» **Selected extract**:
++++++++
Huda Lutfi: Evoking Cultural Complexities
Collage cutouts conjuring up fantasies and fears
With text by Nabila Abdel Nabi, art historian.
A cultural historian by training. Huda Lutfi’s practice since the early 1990s has constituted an archival process of scouring, collecting and embedding found material into her work. Lutfi has been excavating and reconstructing narratives about the urban fabric of Cairo for much of her artistic career. Through her acts of historical layering, Lutfi activates objects, as cultural artifacts, to speak to us about the past and the future in this way, she reactivates the cultural memory of objects and people that have been wrestled, neglected or discarded from history. Her work often juxtaposes Pharaonic, Islamic, Coptic and Mediterranean visual iconography.
++++++++
» **Problems to solve**:
1 > Answer these questions from the Huda Lutfi text:
(a) Who is credited with the text, and what is her profession?
(b) Since when has Lutfi's practice been an archival process?
(c) Which four visual iconographies does her work often juxtapose?
2 > Write out the Huda Lutfi text word for word from "A cultural historian" to "Mediterranean visual iconography.".

» **Study material**:
++++++++
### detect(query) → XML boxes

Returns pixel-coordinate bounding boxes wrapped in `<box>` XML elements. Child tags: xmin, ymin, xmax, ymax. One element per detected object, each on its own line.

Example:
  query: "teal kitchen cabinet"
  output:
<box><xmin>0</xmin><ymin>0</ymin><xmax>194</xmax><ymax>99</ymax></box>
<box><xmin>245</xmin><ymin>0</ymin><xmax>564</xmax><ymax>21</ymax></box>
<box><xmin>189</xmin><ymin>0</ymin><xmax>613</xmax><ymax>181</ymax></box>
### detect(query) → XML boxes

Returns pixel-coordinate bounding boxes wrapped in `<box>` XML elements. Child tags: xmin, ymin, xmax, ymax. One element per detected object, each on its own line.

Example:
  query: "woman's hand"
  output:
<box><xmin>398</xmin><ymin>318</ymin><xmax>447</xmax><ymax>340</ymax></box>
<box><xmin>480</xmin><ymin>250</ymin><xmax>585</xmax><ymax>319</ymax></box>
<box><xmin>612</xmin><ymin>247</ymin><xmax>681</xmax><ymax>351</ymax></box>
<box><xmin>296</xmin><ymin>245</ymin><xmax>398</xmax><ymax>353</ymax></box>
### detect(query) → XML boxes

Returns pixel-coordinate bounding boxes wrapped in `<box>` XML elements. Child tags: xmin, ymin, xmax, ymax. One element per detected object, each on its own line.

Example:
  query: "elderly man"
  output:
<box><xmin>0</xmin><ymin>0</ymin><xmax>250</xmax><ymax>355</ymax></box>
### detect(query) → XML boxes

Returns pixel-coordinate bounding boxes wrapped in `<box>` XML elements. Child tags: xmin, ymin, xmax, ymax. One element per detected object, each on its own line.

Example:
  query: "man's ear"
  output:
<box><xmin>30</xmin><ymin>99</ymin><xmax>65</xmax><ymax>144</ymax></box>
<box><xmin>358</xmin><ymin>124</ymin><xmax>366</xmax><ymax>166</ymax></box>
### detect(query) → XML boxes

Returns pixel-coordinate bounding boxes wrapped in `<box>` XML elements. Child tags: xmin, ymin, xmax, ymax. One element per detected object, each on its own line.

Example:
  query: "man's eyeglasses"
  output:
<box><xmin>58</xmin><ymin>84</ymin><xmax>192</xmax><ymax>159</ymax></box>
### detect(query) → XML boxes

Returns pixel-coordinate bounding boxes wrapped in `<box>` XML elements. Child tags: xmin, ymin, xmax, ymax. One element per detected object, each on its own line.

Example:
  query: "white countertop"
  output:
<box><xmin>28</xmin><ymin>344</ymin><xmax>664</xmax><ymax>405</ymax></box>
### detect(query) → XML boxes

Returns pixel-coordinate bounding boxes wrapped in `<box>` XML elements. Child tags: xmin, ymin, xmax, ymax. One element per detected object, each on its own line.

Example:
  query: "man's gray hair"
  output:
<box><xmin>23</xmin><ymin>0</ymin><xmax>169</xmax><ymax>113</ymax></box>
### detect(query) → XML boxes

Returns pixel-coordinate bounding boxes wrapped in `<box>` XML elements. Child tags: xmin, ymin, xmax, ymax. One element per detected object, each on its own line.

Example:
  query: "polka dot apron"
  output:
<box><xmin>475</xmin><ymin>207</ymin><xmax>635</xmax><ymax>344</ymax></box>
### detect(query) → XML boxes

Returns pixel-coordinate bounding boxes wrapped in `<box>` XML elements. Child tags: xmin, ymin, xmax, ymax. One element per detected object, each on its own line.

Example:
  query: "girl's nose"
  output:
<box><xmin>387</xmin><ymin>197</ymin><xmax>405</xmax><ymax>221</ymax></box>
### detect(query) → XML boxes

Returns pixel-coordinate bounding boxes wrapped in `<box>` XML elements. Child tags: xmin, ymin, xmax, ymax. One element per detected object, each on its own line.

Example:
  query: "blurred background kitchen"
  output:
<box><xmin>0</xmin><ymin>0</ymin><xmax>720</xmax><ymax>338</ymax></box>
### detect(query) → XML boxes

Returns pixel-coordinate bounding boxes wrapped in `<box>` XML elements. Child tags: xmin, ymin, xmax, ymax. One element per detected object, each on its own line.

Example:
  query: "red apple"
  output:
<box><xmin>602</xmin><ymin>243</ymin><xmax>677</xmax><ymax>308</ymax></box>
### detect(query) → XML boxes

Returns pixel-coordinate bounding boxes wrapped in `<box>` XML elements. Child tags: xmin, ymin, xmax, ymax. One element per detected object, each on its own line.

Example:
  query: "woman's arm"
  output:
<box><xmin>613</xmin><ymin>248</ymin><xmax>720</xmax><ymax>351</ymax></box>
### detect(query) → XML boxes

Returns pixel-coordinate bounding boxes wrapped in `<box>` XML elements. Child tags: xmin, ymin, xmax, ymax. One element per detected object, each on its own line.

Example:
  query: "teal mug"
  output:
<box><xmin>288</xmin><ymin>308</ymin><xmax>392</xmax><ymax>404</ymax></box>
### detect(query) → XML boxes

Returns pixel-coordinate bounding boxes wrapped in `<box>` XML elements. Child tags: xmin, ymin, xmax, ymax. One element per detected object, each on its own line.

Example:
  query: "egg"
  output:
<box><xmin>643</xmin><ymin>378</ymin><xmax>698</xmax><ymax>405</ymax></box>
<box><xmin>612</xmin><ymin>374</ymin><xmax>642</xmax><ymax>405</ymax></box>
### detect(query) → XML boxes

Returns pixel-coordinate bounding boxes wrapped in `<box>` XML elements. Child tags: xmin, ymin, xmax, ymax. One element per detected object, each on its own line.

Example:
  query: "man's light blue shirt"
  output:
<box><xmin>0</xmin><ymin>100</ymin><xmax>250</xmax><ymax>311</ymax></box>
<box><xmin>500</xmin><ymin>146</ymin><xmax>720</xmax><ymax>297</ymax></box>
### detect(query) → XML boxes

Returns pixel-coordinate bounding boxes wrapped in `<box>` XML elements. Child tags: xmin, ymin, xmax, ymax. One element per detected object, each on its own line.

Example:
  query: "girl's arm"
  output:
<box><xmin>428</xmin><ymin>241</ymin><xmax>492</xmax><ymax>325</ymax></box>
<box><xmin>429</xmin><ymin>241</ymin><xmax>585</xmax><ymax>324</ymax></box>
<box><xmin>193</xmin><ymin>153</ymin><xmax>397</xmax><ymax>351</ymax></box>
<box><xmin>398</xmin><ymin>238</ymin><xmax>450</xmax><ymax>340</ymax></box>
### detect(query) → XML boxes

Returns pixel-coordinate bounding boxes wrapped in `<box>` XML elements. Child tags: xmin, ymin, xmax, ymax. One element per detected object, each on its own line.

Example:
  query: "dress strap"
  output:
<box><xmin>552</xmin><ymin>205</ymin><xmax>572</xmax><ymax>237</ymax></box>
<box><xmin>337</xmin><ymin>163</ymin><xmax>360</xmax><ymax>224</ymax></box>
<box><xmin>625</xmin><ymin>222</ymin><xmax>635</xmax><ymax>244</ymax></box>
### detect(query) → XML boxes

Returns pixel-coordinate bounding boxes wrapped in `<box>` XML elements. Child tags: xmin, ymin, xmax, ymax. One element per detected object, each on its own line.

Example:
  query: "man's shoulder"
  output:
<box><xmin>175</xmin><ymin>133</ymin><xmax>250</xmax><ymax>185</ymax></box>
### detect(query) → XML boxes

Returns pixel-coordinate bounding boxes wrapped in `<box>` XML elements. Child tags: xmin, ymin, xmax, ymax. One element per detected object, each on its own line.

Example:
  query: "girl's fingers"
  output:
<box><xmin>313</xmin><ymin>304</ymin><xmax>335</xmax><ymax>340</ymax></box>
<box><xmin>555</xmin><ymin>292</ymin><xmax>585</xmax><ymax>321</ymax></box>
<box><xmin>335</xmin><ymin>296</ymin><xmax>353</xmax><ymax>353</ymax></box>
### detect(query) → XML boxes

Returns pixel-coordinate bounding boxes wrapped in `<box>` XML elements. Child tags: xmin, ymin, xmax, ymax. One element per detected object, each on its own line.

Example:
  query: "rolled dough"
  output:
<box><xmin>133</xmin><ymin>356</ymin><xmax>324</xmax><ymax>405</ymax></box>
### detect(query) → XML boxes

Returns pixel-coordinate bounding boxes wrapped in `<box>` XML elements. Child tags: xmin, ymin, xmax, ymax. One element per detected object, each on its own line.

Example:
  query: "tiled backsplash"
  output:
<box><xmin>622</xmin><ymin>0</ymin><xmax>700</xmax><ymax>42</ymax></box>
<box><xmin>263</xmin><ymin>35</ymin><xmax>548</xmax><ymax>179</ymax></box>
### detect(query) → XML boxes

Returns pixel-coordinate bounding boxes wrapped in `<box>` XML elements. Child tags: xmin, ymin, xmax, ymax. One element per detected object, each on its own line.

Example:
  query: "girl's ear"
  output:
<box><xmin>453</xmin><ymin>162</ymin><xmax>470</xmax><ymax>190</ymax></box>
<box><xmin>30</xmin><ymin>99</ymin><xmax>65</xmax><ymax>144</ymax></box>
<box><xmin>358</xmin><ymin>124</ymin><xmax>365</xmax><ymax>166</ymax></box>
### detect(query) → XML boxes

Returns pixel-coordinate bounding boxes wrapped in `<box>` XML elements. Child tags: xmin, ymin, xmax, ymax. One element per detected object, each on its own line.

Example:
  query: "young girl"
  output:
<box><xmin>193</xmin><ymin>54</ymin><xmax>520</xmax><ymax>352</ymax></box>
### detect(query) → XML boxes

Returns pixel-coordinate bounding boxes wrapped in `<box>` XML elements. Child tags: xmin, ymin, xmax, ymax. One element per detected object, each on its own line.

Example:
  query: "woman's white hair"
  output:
++++++++
» **Your responses**:
1 >
(a) Nabila Abdel Nabi, an art historian.
(b) Since the early 1990s.
(c) Pharaonic, Islamic, Coptic and Mediterranean.

2 >
A cultural historian by training. Huda Lutfi’s practice since the early 1990s has constituted an archival process of scouring, collecting and embedding found material into her work. Lutfi has been excavating and reconstructing narratives about the urban fabric of Cairo for much of her artistic career. Through her acts of historical layering, Lutfi activates objects, as cultural artifacts, to speak to us about the past and the future in this way, she reactivates the cultural memory of objects and people that have been wrestled, neglected or discarded from history. Her work often juxtaposes Pharaonic, Islamic, Coptic and Mediterranean visual iconography.